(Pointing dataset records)
-----

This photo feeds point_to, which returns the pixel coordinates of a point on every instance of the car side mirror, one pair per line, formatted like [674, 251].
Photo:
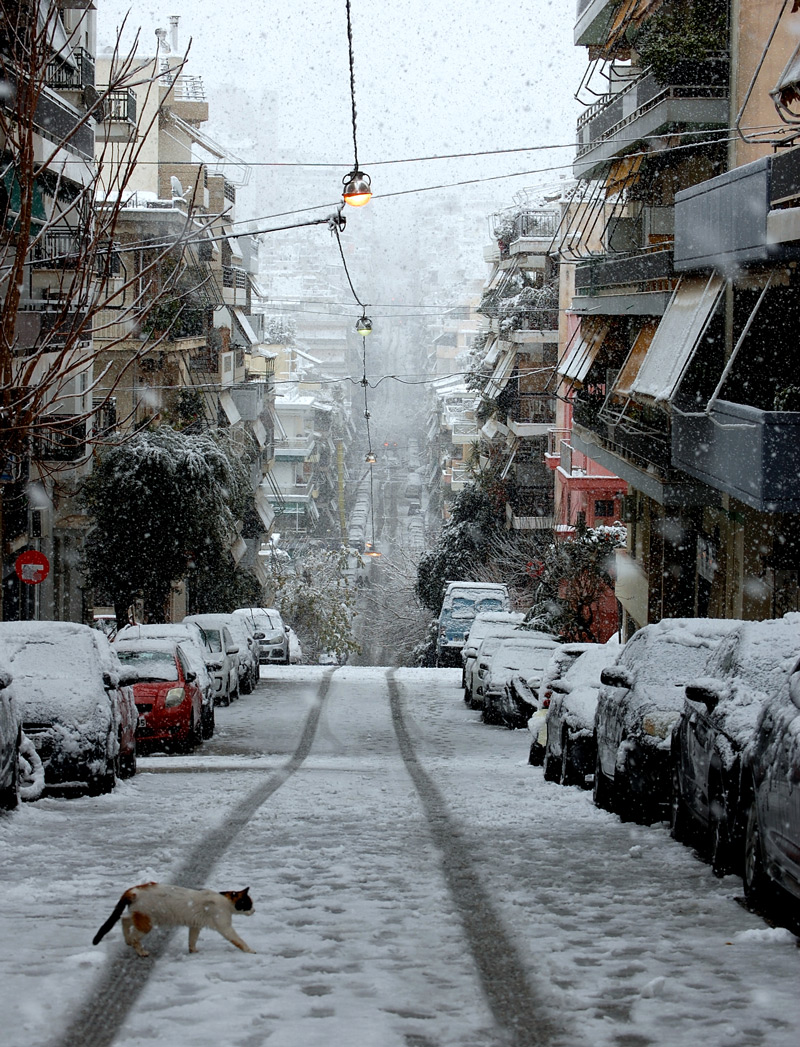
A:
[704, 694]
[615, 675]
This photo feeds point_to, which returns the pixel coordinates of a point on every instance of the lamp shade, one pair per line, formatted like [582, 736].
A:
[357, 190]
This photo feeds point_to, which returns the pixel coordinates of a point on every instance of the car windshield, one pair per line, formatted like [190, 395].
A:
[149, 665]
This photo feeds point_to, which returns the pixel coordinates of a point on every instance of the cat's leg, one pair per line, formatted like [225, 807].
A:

-----

> Instruction
Can you transcribe every one of the records above word for word, leaving out the pictures?

> Response to this task
This photo feeds point_to, which returns the pixel coordinates of a point on every instance of the car side mirror, one pair per line, formatted like [674, 251].
Photo:
A:
[704, 694]
[615, 675]
This photo feeds point_to, which returns the pixel coordinates of a point on every instance of the lamp shade, one pair per line, formatted like [582, 736].
A:
[357, 190]
This photo feeds point_to, which returns the pixel coordinates of a point on every instance of the car windshield, one pair per line, formatted like [190, 395].
A:
[149, 665]
This photo feeds point_to, which returns the pixel coordinates of a point on every instance of the cat's leg, one pair per line, formatted like [225, 807].
A:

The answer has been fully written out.